Work to do
Count how many of the lines below contain the string "door", treating uppercase and lowercase as different, and reply with only that number.

[Rows from a pointing dataset]
--------

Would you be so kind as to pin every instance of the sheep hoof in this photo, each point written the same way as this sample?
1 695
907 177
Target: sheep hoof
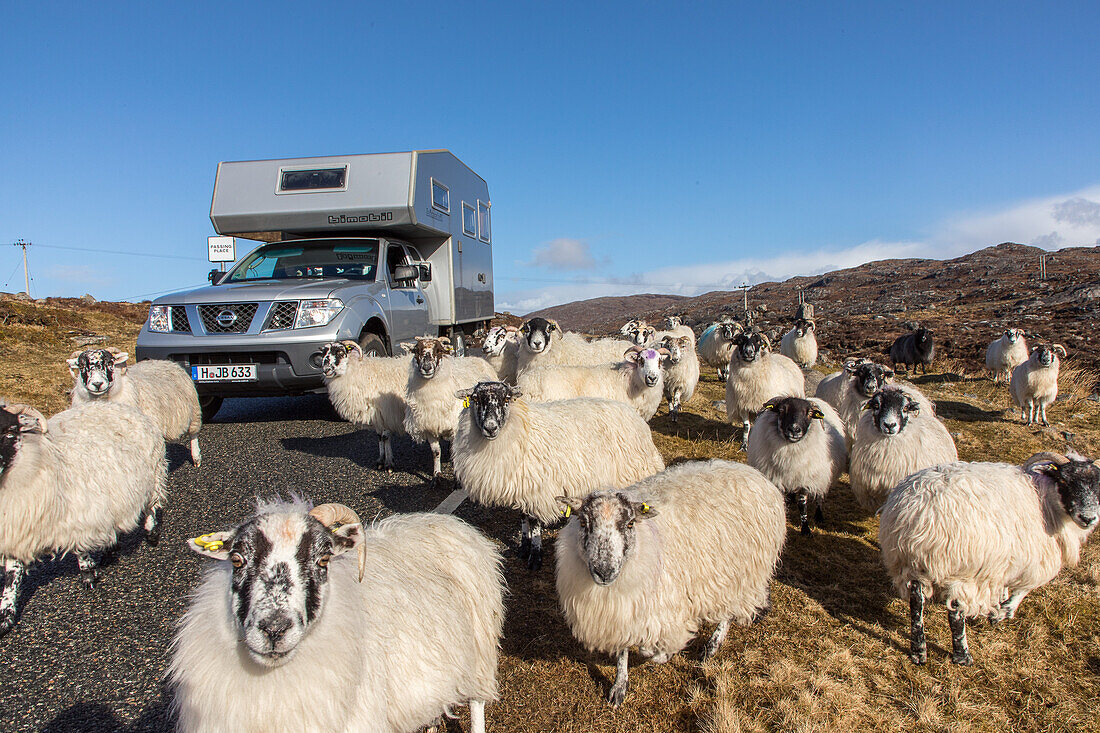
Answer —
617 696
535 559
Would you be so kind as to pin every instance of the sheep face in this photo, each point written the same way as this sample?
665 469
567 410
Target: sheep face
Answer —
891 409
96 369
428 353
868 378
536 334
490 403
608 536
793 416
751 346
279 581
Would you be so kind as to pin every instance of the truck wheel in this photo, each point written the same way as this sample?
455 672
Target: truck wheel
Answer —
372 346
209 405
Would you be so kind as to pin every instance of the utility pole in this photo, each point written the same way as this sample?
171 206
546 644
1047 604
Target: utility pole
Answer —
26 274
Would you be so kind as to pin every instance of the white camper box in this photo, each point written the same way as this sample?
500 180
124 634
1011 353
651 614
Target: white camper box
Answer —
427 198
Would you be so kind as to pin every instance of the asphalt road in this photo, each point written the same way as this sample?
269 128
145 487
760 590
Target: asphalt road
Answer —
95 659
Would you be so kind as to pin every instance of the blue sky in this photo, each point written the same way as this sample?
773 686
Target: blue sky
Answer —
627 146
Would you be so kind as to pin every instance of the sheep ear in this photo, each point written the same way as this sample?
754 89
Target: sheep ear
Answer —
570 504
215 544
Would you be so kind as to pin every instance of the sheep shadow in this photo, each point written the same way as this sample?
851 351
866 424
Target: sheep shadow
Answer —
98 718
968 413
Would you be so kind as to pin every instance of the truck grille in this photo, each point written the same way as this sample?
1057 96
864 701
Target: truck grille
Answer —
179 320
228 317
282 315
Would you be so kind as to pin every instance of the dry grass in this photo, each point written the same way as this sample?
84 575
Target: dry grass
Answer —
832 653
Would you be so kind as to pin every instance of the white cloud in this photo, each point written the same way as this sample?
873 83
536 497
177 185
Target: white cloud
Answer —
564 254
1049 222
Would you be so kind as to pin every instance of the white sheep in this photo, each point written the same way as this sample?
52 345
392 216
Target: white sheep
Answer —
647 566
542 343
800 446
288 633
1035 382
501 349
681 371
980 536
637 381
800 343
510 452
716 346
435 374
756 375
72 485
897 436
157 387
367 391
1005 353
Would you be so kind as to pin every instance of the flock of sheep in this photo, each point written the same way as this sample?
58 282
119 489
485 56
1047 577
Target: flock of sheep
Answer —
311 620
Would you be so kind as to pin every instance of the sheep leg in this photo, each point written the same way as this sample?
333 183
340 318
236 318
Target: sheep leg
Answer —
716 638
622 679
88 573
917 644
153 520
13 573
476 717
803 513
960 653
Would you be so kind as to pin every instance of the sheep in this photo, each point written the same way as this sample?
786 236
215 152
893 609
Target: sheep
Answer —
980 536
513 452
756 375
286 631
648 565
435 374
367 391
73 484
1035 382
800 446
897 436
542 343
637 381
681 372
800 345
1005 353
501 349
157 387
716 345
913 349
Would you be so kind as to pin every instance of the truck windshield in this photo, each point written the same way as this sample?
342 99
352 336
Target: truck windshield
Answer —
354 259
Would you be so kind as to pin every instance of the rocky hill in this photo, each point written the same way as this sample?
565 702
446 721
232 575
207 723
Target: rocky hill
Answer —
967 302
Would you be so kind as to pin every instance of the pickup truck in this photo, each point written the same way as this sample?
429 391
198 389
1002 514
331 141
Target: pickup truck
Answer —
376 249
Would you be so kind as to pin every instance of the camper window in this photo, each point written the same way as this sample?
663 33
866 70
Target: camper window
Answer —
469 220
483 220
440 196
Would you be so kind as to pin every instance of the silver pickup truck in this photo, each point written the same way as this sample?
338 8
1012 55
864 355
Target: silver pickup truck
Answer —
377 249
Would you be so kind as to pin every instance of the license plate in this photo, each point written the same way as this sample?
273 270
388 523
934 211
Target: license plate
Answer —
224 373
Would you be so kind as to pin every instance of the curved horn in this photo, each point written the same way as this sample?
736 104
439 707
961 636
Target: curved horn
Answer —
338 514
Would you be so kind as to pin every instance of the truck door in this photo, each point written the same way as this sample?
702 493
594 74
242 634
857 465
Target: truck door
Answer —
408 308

--------

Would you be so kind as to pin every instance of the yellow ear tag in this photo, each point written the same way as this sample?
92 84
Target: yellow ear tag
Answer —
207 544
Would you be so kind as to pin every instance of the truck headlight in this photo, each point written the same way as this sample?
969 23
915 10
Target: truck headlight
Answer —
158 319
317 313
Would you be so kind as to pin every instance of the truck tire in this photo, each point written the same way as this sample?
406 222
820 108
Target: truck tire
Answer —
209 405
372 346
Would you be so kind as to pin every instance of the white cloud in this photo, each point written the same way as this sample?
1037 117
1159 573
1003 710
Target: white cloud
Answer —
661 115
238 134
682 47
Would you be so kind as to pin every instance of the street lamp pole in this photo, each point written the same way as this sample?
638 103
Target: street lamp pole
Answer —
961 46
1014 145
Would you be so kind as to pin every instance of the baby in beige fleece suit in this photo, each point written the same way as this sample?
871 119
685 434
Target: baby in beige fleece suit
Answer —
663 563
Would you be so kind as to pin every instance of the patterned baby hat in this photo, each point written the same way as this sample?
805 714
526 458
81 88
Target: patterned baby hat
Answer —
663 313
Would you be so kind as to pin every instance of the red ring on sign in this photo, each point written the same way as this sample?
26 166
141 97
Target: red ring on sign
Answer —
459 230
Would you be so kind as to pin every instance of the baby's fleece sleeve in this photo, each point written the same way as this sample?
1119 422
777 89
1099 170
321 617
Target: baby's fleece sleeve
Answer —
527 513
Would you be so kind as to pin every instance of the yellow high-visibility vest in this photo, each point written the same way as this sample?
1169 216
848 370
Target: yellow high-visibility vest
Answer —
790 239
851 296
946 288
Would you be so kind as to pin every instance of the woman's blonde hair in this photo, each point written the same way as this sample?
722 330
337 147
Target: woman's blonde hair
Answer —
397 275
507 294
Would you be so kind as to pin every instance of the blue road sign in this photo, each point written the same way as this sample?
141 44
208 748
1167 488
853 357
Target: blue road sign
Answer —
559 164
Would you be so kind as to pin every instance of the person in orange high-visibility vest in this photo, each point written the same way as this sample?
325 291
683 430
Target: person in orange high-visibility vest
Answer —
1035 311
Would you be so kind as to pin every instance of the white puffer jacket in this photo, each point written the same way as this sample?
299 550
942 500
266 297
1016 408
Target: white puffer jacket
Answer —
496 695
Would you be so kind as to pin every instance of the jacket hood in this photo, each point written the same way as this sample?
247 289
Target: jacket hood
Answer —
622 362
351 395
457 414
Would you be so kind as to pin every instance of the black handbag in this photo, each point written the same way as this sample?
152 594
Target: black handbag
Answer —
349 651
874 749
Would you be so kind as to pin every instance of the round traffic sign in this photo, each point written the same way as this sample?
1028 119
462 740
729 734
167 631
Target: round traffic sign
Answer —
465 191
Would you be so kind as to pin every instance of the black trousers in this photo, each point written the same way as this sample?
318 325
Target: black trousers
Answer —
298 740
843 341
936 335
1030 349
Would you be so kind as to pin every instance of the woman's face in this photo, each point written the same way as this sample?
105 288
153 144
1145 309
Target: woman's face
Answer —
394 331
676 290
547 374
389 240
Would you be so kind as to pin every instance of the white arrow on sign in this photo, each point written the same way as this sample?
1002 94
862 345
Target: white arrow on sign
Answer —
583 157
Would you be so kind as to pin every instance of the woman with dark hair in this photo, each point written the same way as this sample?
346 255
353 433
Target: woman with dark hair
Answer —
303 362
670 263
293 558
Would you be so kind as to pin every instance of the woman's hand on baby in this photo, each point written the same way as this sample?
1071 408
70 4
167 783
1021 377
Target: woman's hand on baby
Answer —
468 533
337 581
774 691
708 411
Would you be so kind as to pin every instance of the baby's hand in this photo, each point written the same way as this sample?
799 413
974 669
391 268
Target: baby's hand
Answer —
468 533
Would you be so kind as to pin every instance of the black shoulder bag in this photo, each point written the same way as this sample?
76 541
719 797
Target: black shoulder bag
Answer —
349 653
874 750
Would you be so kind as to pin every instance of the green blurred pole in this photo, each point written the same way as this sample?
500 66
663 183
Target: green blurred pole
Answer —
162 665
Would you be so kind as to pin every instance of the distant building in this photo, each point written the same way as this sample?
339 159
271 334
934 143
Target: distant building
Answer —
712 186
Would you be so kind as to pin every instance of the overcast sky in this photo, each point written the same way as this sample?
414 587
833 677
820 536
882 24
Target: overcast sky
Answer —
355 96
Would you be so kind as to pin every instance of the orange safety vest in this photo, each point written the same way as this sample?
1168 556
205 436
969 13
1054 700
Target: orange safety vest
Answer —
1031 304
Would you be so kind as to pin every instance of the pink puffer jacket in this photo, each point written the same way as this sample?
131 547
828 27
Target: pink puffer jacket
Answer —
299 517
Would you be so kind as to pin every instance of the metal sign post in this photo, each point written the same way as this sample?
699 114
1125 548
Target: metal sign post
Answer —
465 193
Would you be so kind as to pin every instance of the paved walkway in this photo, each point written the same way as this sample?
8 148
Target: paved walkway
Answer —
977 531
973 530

--------

Task output
2